■ Aufgaben ■
1. Über welche Krebsart wird laut dem Interview über Krebsdiagnosen in Sachsen offener gesprochen als über Gebärmutterkrebs und Darmkrebs?
2. Setzen Sie das Interview über Krebsdiagnosen im Anschluss an die letzte gestellte Frage fort.

■ Textauszug ■
***
Welche Krebsdiagnose die Prinzessin hat, wurde nie mitgeteilt. Schwächt das ihre Botschaft?

Nein, das denke ich nicht. Es ist verständlich, dass sie die Diagnose nicht genannt hat. Das ist privat und muss jeder selbst entscheiden. Ich habe festgestellt, dass in Sachsen über manche Krebsarten offener geredet wird als über andere. Über Brustkrebs wird offener gesprochen als beispielsweise über Gebärmutterkrebs und Darmkrebs. Krebspatienten müssen immer entscheiden: Was gebe ich preis, was bleibt privat? Da geht es ums Grenzen setzen und ziehen. Insofern kann man sich etwas bei Kates Video zur Krebsdiagnose abschauen.

Was genau meinen Sie?

Ich höre oft von den Patienten, dass es sie belastet, weil sie ständig gefragt werden: Na, wie geht's? Oder was ist denn bei dir los? Das werden Betroffene nicht nur einmal gefragt, sondern ständig, von der Familie, Nachbarn, von Kollegen. Der Patient sollte sich selbst erlauben zu entscheiden, was er preisgibt und was nicht. Nur weil er gefragt wird, ist er noch lange nicht zur Auskunft verpflichtet. Gewisse Infos behält man lieber für sich. Das gilt aber nicht fürs Arztgespräch. Da sollten die Fragen natürlich offen beantwortet werden.

Das war natürlich ein riesiger Schock, und William und ich haben alles getan, was wir konnten, um das im Interesse unserer jungen Familie privat zu verarbeiten und zu bewältigen. Prinzessin Kate | Videobotschaft am 22. März 2024 zur Krebsdiagnose

Heißt es nicht immer, "Reden hilft"?
***
■ Datensätze ■

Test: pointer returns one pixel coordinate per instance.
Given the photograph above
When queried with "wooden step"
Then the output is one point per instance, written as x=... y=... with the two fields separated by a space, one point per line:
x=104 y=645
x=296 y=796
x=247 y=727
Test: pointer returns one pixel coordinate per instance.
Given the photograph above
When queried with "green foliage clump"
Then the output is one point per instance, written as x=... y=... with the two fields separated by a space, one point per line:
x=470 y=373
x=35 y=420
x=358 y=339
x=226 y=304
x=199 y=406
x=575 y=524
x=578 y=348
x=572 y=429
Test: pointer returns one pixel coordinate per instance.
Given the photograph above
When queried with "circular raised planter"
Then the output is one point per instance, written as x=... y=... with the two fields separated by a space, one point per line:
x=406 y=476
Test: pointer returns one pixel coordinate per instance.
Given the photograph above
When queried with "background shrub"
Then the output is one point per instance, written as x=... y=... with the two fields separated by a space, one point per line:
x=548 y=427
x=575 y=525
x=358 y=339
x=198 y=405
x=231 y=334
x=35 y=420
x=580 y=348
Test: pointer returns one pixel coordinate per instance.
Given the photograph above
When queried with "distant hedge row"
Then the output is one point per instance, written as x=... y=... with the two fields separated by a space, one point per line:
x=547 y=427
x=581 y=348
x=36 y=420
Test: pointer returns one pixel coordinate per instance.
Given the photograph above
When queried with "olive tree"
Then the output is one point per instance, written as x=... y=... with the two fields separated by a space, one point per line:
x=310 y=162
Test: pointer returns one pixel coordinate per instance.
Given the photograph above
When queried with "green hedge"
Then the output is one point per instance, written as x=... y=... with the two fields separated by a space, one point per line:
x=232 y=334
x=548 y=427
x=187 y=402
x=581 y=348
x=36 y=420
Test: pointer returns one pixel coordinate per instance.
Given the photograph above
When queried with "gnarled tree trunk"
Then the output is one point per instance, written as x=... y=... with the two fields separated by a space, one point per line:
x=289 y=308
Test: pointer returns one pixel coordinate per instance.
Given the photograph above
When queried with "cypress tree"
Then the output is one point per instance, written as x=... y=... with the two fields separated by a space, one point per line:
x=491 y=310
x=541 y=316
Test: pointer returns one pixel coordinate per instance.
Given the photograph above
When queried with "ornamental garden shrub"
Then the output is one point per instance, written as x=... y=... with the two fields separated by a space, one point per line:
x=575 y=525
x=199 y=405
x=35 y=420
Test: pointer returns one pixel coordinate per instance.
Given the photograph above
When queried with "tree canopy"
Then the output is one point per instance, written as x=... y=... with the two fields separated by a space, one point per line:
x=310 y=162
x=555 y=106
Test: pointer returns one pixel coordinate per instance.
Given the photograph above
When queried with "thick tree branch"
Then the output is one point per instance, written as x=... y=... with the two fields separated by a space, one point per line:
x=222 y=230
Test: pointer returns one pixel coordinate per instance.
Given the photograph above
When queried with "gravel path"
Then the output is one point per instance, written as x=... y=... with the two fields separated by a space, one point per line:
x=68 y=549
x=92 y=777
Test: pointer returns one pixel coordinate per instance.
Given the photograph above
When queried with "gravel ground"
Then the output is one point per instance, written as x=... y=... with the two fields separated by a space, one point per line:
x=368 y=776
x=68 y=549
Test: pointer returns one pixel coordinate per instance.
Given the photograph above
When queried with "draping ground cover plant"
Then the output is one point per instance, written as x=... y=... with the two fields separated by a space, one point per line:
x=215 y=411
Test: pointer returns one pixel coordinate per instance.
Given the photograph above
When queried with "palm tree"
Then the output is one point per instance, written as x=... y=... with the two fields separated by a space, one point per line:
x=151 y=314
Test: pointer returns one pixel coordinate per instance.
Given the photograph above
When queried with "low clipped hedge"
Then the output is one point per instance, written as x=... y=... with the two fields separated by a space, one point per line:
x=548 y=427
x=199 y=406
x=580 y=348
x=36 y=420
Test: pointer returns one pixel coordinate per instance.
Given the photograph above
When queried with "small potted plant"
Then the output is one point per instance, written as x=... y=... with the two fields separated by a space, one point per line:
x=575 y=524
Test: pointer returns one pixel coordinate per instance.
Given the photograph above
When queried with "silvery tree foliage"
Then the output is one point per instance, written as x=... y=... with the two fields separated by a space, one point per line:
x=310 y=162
***
■ Lösungen ■
1. Über Brustkrebs.

2.
Die Last der Krebserkankung wird per se nicht leichter, ob man nun einmal oder 15 Mal darüber redet. Krebserkrankte werden dauernd wiederholt nach ihrem Krebs gefragt. Sie wollen aber nicht immer darauf und die Folgen angesprochen werden. Sie haben noch andere Rollen im Leben. Sie sind zum Beispiel Eltern- oder Großelternteil, Sohn oder Tochter, Ehrenamtlicher, Nachbarin oder Tierfreund. Sie wollen sich auch über Alltägliches unterhalten, über Schönes, das Haustier, die Familie und auch mal lachen. Man sollte als Außenstehender keine gut gemeinten Ratschläge und positives Denken verordnen. Das macht den Patienten nur zusätzlichen Druck.

Wie sollten sich Angehörige und Freunde noch beachten im Umgang im Krebserkrankten?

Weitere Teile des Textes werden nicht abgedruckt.